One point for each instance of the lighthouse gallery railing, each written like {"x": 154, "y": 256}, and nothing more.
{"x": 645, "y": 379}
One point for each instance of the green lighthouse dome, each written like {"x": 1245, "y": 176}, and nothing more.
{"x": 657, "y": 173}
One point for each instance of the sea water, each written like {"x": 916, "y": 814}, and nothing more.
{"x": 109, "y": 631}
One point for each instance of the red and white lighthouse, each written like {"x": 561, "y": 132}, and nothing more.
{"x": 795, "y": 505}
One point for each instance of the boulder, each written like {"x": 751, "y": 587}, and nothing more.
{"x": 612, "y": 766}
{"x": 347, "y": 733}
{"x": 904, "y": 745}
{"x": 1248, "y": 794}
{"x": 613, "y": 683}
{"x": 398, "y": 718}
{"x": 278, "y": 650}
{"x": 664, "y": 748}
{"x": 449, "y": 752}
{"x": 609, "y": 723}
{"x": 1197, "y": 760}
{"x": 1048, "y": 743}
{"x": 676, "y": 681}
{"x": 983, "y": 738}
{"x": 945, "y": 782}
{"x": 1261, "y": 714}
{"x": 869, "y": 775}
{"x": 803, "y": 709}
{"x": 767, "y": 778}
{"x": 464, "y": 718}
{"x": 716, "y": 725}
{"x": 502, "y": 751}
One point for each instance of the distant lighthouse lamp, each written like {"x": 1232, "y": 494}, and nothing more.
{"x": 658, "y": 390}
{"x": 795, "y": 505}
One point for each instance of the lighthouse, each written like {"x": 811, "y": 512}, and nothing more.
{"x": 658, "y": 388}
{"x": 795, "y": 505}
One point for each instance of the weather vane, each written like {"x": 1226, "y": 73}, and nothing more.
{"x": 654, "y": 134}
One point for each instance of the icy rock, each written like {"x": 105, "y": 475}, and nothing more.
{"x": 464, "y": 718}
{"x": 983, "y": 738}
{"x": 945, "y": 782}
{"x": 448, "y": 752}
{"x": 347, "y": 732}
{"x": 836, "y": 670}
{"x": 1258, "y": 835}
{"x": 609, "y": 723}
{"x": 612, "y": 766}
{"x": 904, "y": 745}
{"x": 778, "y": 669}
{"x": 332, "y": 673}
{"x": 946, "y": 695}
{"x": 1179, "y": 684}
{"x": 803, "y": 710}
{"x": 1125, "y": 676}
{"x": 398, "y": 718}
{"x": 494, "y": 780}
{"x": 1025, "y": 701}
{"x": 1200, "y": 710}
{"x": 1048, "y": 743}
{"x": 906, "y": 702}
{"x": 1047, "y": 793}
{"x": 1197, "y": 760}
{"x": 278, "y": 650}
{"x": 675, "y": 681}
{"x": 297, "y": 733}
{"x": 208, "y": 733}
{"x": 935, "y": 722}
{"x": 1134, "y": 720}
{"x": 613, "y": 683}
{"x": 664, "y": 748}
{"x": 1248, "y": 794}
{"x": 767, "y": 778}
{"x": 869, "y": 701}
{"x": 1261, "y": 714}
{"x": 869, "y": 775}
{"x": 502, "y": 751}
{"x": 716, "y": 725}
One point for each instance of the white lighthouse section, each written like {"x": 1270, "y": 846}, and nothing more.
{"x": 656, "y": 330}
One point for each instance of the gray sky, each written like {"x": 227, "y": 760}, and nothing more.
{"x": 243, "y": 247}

= = = = = = =

Copy every line of the material, please, keeping it exactly the same.

One point for each instance of the lighthouse gallery railing, each written like {"x": 154, "y": 256}, and nothing more.
{"x": 645, "y": 379}
One point for each instance of the green lighthouse dome, each written like {"x": 1245, "y": 176}, and nothing more.
{"x": 657, "y": 173}
One point for each instance of the sea water, each written like {"x": 916, "y": 814}, and nothing more.
{"x": 109, "y": 631}
One point for each instance of the red and white lighthouse, each written like {"x": 561, "y": 132}, and nothing more.
{"x": 795, "y": 505}
One point for each instance of the boulder, each written like {"x": 751, "y": 587}, and nothing more.
{"x": 612, "y": 766}
{"x": 347, "y": 733}
{"x": 904, "y": 745}
{"x": 1248, "y": 794}
{"x": 613, "y": 683}
{"x": 398, "y": 718}
{"x": 278, "y": 650}
{"x": 664, "y": 748}
{"x": 449, "y": 752}
{"x": 609, "y": 723}
{"x": 1197, "y": 760}
{"x": 1048, "y": 743}
{"x": 676, "y": 681}
{"x": 983, "y": 738}
{"x": 945, "y": 782}
{"x": 1261, "y": 714}
{"x": 869, "y": 775}
{"x": 803, "y": 709}
{"x": 767, "y": 778}
{"x": 464, "y": 718}
{"x": 716, "y": 725}
{"x": 502, "y": 751}
One point for each instance of the distant lighthouse lamp, each written like {"x": 1232, "y": 494}, and nothing more.
{"x": 658, "y": 390}
{"x": 795, "y": 505}
One point for each instance of the lighthouse, each written like {"x": 811, "y": 512}, and nothing more.
{"x": 658, "y": 388}
{"x": 795, "y": 505}
One point for each instance of the weather vane, each written like {"x": 1226, "y": 73}, and nothing more.
{"x": 654, "y": 134}
One point for each instance of the icy rock, each written like {"x": 105, "y": 475}, and nothing more.
{"x": 464, "y": 718}
{"x": 983, "y": 738}
{"x": 945, "y": 782}
{"x": 448, "y": 752}
{"x": 347, "y": 732}
{"x": 836, "y": 670}
{"x": 1258, "y": 835}
{"x": 609, "y": 723}
{"x": 612, "y": 766}
{"x": 904, "y": 745}
{"x": 778, "y": 669}
{"x": 332, "y": 673}
{"x": 946, "y": 695}
{"x": 1179, "y": 684}
{"x": 803, "y": 710}
{"x": 1125, "y": 676}
{"x": 398, "y": 718}
{"x": 494, "y": 780}
{"x": 1025, "y": 701}
{"x": 1200, "y": 710}
{"x": 1048, "y": 743}
{"x": 906, "y": 702}
{"x": 1047, "y": 793}
{"x": 1197, "y": 760}
{"x": 278, "y": 650}
{"x": 675, "y": 681}
{"x": 297, "y": 733}
{"x": 208, "y": 733}
{"x": 935, "y": 722}
{"x": 1134, "y": 720}
{"x": 613, "y": 683}
{"x": 664, "y": 748}
{"x": 1248, "y": 794}
{"x": 767, "y": 778}
{"x": 869, "y": 701}
{"x": 1261, "y": 714}
{"x": 869, "y": 775}
{"x": 502, "y": 751}
{"x": 716, "y": 725}
One point for each instance of the white lighthouse section, each written like {"x": 1270, "y": 846}, and nothing more.
{"x": 656, "y": 330}
One point for each instance of the gray sky, each written like {"x": 227, "y": 760}, and nothing more.
{"x": 243, "y": 247}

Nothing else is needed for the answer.